»»

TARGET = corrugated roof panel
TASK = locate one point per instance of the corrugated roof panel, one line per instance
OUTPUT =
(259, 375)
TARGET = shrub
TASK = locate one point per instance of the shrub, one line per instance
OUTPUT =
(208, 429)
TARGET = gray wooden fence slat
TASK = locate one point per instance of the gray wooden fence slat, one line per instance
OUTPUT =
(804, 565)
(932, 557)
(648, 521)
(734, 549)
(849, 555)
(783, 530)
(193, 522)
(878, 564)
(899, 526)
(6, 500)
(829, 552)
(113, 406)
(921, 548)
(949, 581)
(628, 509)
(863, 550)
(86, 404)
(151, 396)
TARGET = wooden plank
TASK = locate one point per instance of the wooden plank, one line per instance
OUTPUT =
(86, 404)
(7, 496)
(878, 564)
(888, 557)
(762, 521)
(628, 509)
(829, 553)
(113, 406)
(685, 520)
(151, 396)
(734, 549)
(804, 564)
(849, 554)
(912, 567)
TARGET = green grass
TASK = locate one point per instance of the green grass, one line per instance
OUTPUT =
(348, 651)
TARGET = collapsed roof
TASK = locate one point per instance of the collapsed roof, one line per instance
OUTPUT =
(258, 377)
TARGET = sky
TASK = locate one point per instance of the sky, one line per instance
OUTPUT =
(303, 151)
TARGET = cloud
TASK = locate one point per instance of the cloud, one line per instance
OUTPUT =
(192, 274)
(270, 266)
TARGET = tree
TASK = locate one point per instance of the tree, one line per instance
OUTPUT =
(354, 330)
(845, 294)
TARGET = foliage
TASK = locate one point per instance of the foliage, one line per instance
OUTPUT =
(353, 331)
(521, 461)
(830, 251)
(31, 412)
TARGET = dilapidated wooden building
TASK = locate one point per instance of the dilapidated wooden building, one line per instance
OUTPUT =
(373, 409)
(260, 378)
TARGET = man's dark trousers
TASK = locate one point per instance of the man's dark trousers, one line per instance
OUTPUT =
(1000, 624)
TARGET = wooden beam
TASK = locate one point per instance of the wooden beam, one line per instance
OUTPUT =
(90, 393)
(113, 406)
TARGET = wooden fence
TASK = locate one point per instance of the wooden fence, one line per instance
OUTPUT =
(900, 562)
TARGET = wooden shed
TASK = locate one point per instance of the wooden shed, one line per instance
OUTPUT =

««

§ **EXERCISE GOAL**
Your answer must be the line containing "TASK = locate one point per instance of the cloud, one" and each line after it in the listing above, copied exactly.

§ **ANSWER BELOW**
TASK = locate one point per instance of the cloud, one line per instance
OUTPUT =
(192, 274)
(270, 266)
TARGET = tree
TASK = locate one point per instance of the tree, one line per instance
OUTPUT =
(354, 330)
(845, 294)
TARGET = foliage
TASK = locate one point per instance of the foliage, one line per instance
OUTPUT =
(353, 331)
(521, 461)
(830, 251)
(31, 412)
TARGET = dilapidated wooden building
TASK = locate one point per instance of the dilapidated wooden building, one line per instance
OUTPUT =
(373, 409)
(260, 378)
TARGET = man's dark trousers
TASK = locate one point per instance of the man's dark trousers, one line per instance
OUTPUT =
(1000, 624)
TARGET = wooden beam
TASK = locate one point per instance of the wooden beam, one line per instance
OUTPUT =
(90, 393)
(113, 406)
TARGET = wooden fence
TASK = locate one point per instance of the wooden fence, one line per instance
OUTPUT =
(900, 562)
TARGET = wooden shed
TASK = locate one point per instance of the wooden shed, one line per instance
OUTPUT =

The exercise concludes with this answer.